STATED TASK:
In the records below, swap every "Target" for "Object" and reproduce all other text without change. Omit the pictures from your answer.

DATA SHOWN:

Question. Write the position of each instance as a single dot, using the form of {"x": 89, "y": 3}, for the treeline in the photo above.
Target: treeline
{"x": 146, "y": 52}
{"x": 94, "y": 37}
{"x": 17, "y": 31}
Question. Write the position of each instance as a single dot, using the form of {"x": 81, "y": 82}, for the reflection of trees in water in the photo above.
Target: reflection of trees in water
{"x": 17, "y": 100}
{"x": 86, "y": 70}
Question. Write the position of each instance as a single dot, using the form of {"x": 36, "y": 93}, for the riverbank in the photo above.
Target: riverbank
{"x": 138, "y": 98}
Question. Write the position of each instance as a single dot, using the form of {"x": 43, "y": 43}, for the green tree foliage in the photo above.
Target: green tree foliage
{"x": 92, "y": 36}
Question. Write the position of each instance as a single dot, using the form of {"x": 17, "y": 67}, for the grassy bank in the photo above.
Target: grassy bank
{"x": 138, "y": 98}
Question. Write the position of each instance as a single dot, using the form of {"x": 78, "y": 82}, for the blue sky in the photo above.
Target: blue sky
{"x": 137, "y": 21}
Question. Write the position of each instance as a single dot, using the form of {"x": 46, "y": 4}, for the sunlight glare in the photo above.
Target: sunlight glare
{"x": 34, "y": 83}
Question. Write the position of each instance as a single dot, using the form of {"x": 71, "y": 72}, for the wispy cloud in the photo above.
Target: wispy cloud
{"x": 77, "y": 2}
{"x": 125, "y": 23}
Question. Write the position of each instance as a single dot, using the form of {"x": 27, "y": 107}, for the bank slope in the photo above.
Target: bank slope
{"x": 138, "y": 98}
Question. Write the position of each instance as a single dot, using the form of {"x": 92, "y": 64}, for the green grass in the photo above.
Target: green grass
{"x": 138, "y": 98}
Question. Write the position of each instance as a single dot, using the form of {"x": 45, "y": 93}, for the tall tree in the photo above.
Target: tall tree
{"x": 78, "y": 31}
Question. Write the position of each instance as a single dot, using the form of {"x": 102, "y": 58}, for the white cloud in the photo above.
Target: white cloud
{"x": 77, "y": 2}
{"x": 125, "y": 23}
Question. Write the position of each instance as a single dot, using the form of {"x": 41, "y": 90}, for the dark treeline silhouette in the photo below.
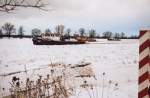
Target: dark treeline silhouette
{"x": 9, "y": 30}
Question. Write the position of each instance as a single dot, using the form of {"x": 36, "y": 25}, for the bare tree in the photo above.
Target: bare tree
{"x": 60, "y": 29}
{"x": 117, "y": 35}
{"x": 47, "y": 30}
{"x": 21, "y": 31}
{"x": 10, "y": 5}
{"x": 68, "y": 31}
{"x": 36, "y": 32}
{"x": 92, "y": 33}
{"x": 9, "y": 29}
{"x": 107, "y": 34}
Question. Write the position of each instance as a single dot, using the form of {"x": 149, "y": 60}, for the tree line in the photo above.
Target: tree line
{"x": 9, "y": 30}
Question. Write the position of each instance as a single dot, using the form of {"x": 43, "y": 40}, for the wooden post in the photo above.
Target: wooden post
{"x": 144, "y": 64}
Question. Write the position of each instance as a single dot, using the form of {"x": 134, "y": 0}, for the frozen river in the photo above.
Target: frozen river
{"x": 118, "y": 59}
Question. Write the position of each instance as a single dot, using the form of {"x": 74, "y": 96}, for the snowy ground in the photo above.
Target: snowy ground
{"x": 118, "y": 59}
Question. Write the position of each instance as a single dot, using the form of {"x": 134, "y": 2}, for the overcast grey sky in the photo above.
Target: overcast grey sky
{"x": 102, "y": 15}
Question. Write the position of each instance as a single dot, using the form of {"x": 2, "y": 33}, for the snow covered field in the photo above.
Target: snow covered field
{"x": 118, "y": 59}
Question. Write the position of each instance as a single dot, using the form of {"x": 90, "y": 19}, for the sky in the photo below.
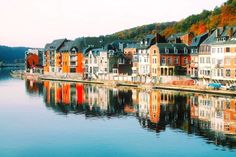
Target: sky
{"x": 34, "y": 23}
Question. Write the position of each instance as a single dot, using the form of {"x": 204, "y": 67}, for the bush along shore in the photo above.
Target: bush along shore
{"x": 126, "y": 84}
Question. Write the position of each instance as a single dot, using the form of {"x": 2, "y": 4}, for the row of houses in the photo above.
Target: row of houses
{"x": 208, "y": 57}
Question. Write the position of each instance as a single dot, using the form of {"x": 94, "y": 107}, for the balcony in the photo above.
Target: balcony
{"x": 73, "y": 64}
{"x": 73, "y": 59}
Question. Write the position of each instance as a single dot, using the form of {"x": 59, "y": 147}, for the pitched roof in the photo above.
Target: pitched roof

CORRECT ANSWER:
Question. Write the position of each instance as a single dot, using the form of {"x": 89, "y": 3}, for the treeline in the photo above.
Object: treeline
{"x": 146, "y": 52}
{"x": 94, "y": 37}
{"x": 17, "y": 31}
Question. Write the position of each instance as a single dot, using the form of {"x": 81, "y": 82}, for the reflection of trees in water in the photo above.
Object: reflection of trees in water
{"x": 17, "y": 100}
{"x": 86, "y": 70}
Question. Write the position of each instance as a single dot, using the form of {"x": 36, "y": 93}, for the riverbank in the photo above.
Object: riverbank
{"x": 138, "y": 98}
Question. Write the position of each instance as a single dot, using the form of {"x": 43, "y": 43}, for the green tree foliage in the photo above.
Object: green tree foliage
{"x": 92, "y": 36}
Question. Write the position of each instance as a single dot, using the form of {"x": 17, "y": 67}, for the grassy bank in the photo above.
Object: grassy bank
{"x": 138, "y": 98}
Question. Write the position of each instance as a single dot, using the form of {"x": 78, "y": 82}, for the blue sky in the photo above.
Object: blue sky
{"x": 137, "y": 21}
Question. Write the position of each instance as a single dot, using the form of {"x": 46, "y": 4}, for the sunlight glare in the photo above.
Object: sunlight glare
{"x": 34, "y": 83}
Question. Write the position of each instance as a single dot, using the form of {"x": 71, "y": 72}, for the wispy cloud in the photo above.
Object: wispy cloud
{"x": 77, "y": 2}
{"x": 125, "y": 23}
Question. Write the position of each instance as a single dot, using the form of {"x": 27, "y": 107}, for the bank slope in the photo above.
Object: bank slope
{"x": 138, "y": 98}
Question. Write the position of each instance as a single dot, using the form of {"x": 92, "y": 64}, for the green grass in the photo above.
Object: green grass
{"x": 138, "y": 98}
Question. Write the position of each instance as a single dot, using the form of {"x": 45, "y": 93}, for the tall tree in the photo above.
Object: tall tree
{"x": 78, "y": 31}
Question. Write the position of each instance as a single dot, using the form of {"x": 102, "y": 58}, for the white cloud in the photo above.
Object: white cloud
{"x": 77, "y": 2}
{"x": 125, "y": 23}
Question. Write the position of each instance as a single dot, using the form of {"x": 41, "y": 90}, for the dark treeline silhouette in the photo below.
Object: dark treeline silhouette
{"x": 9, "y": 30}
Question. Write the position of each instance as a single dot, using the form of {"x": 36, "y": 25}, for the bare tree in the photo above.
Object: bare tree
{"x": 60, "y": 29}
{"x": 117, "y": 35}
{"x": 47, "y": 30}
{"x": 21, "y": 31}
{"x": 10, "y": 5}
{"x": 68, "y": 31}
{"x": 36, "y": 32}
{"x": 92, "y": 33}
{"x": 9, "y": 29}
{"x": 107, "y": 34}
Question. Write the position of each instance as a single dot, using the form of {"x": 149, "y": 60}, for the tree line in the photo above.
Object: tree line
{"x": 9, "y": 30}
Question. Write the position of each instance as a single dot, using the form of {"x": 43, "y": 40}, for the wooden post in the photo above.
Object: wooden post
{"x": 144, "y": 64}
Question. Write the position of each instance as a single dot, using the form of {"x": 134, "y": 0}, for the frozen river in the photo above.
Object: frozen river
{"x": 118, "y": 59}
Question. Write the position of each instance as a single dot, using the form of {"x": 74, "y": 96}, for the snowy ground in the photo above.
Object: snowy ground
{"x": 118, "y": 59}
Question. Write the position of each instance as a single dot, using the form of {"x": 134, "y": 2}, for the overcast grey sky in the photo above.
Object: overcast grey sky
{"x": 102, "y": 15}
Question. Write the position of each instance as a single dot, using the form of {"x": 2, "y": 33}, for the snow covered field in the photo above.
Object: snow covered field
{"x": 118, "y": 59}
Question. Write the position of each instance as a single dot, using the form of {"x": 90, "y": 19}, for the sky in the photo below.
Object: sky
{"x": 34, "y": 23}
Question. Write the position of each instance as a single dot, using the form of {"x": 204, "y": 67}, for the bush along shore in the photo above.
Object: bush along shore
{"x": 126, "y": 84}
Question. Write the position of each instance as a single dot, using the form of {"x": 2, "y": 4}, for the row of houses in the photo above.
Object: row of houses
{"x": 208, "y": 57}
Question. Write the position of each instance as a single dot, using the form of {"x": 94, "y": 107}, for the balcony in the photo above.
Object: balcony
{"x": 73, "y": 64}
{"x": 73, "y": 59}
Question. Write the position of each instance as a single dot, using the form of {"x": 59, "y": 147}, for the pitched roof in the photo above.
Object: pitched roof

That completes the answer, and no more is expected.